● **TEXTAUSZUG**:
——

Eines der allgemein anerkannten Probleme der heutigen Makroökonomie besteht darin, dass sie nur sehr wenig Raum für Geldillusionen lässt.[1] Angeblich sind die Menschen rational und gut genug informiert, um den Schleier der Inflation immer sofort und genau zu durchschauen. Manche Preise für Güter und Dienstleistungen, sowie Löhne mögen etwas rigide sein, so die Logik. Aber wann immer Lohn- und Preissetzer die Chance für Anpassungen haben, reflektieren die neuen Nominalbeträge passgenau aktuelle, rationale Inflationserwartungen. In der Zwischenzeit beginnen die Finanzmärkte ein solches Verhalten von Unternehmen, Arbeitnehmern, Gewerkschaften und anderen bereits ebenso genau einzupreisen. Das bedeutet wiederum, dass man die Inflationserwartungen anhand verschiedener Anleihekurse abschätzen kann.
Unser „Chart of the Week“ liefert die Ergebnisse einer solchen Übung. Es zeigt die Spanne zwischen den Breakeven-Inflationsraten über die nächsten zehn Jahre – abgeleitet aus dem Vergleich der Renditen von nominalen und inflationsindexierten Anleihen mit 10-jähriger Laufzeit – für deutsche Bundesanleihen und US-Staatsanleihen. Ein Blick darauf legt nahe, dass die Märkte im letzten Jahrzehnt meist von höheren Inflationsraten für die USA als für Deutschland ausgegangen waren. Aber nachdem die Inflation nun Deutschland und Europa besonders hart getroffen hat, scheinen die Märkte davon auszugehen, dass Europa ein Jahrzehnt lang höhere Inflationsraten verzeichnen wird. Wäre das vielleicht ein Indiz, dass die Europäische Zentralbank (EZB) große Anstrengungen unternehmen sollte, um ihre Glaubwürdigkeit zu verteidigen, vielleicht sogar noch mehr als die US-Notenbank (Fed)?

——

● **SCHRIFTLICHE AUFGABE A**: Schreiben Sie aus dem Text über Inflationserwartungen die Passage zwischen „Eines der allgemein“ und „Anleihekurse abschätzen kann.“ einschließlich wortgetreu ab.
● **SCHRIFTLICHE AUFGABE B**: Knüpfen Sie an den Text über Inflationserwartungen an und führen Sie ihn im Anschluss an seinen letzten Satz weiter.

——

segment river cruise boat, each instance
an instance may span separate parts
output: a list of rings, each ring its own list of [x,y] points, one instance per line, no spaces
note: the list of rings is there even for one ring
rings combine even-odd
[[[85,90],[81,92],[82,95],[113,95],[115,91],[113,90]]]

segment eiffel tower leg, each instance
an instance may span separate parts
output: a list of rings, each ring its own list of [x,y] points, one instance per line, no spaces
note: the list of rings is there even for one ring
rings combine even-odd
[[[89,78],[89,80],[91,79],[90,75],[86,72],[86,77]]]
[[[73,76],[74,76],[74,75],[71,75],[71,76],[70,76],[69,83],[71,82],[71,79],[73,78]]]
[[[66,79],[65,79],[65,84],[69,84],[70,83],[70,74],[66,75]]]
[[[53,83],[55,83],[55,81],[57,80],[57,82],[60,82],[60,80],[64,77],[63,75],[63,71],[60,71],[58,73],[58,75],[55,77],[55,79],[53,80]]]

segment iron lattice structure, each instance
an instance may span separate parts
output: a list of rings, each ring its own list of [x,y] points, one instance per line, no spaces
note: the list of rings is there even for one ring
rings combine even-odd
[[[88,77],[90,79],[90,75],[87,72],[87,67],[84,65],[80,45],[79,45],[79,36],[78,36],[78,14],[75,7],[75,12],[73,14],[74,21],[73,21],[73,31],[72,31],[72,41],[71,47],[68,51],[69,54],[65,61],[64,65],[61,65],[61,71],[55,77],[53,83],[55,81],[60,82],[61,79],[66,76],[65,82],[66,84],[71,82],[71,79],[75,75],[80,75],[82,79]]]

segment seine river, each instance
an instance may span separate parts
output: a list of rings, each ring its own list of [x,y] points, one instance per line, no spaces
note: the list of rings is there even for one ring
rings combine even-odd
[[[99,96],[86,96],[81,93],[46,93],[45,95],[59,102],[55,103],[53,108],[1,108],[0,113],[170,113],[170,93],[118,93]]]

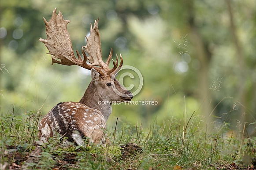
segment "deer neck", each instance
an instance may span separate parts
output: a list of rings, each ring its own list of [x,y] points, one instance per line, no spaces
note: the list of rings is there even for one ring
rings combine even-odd
[[[85,90],[84,96],[79,101],[89,107],[99,110],[107,121],[112,112],[112,107],[110,102],[106,103],[104,94],[97,90],[97,88],[91,82]]]

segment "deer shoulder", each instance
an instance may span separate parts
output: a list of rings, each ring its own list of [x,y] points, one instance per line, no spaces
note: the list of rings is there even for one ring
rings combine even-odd
[[[49,137],[58,133],[79,145],[83,145],[85,138],[90,143],[108,143],[104,132],[106,122],[112,112],[111,102],[127,102],[133,97],[115,79],[122,65],[122,58],[120,54],[119,65],[117,55],[116,61],[112,60],[113,68],[110,69],[111,49],[106,62],[103,61],[99,18],[95,20],[93,27],[91,24],[90,34],[85,36],[86,45],[82,46],[82,56],[76,50],[76,57],[67,27],[70,21],[64,20],[60,11],[57,15],[56,11],[55,8],[49,22],[44,18],[47,38],[40,38],[39,41],[47,47],[48,54],[52,55],[52,64],[77,65],[90,70],[92,81],[78,102],[59,103],[41,119],[38,125],[40,140],[47,142]],[[99,104],[103,101],[104,105]]]

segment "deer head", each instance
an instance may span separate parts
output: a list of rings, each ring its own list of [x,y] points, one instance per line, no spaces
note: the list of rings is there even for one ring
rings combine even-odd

——

● **ENDGÜLTIGE ANTWORT A**:
Eines der allgemein anerkannten Probleme der heutigen Makroökonomie besteht darin, dass sie nur sehr wenig Raum für Geldillusionen lässt.[1] Angeblich sind die Menschen rational und gut genug informiert, um den Schleier der Inflation immer sofort und genau zu durchschauen. Manche Preise für Güter und Dienstleistungen, sowie Löhne mögen etwas rigide sein, so die Logik. Aber wann immer Lohn- und Preissetzer die Chance für Anpassungen haben, reflektieren die neuen Nominalbeträge passgenau aktuelle, rationale Inflationserwartungen. In der Zwischenzeit beginnen die Finanzmärkte ein solches Verhalten von Unternehmen, Arbeitnehmern, Gewerkschaften und anderen bereits ebenso genau einzupreisen. Das bedeutet wiederum, dass man die Inflationserwartungen anhand verschiedener Anleihekurse abschätzen kann.

● **ENDGÜLTIGE ANTWORT B**:
An den Anleihemärkten übertreffen die Inflationserwartungen für Deutschland mittlerweile die für die USA.
Quellen: Bloomberg Finance L.P., DWS Investment GmbH; Stand: 20.09.2023
So weit würden wir nicht gehen. „Die EZB hat viele gute Gründe, sich gegen die Inflation zu wehren. Je nach den eingehenden Daten wird sie aus unserer Sicht die Zinsen wahrscheinlich noch eine ganze Weile hoch lassen. Aber die vom Markt abgeleiteten Inflationserwartungen sind nur eine von vielen Messgrößen, die sie in den kommenden Monaten genau beobachten wird und wahrscheinlich nicht mal eine der wichtigsten aus ihrer Sicht“, erklärt Ulrike Kastens, Senior Economist Europe bei der DWS.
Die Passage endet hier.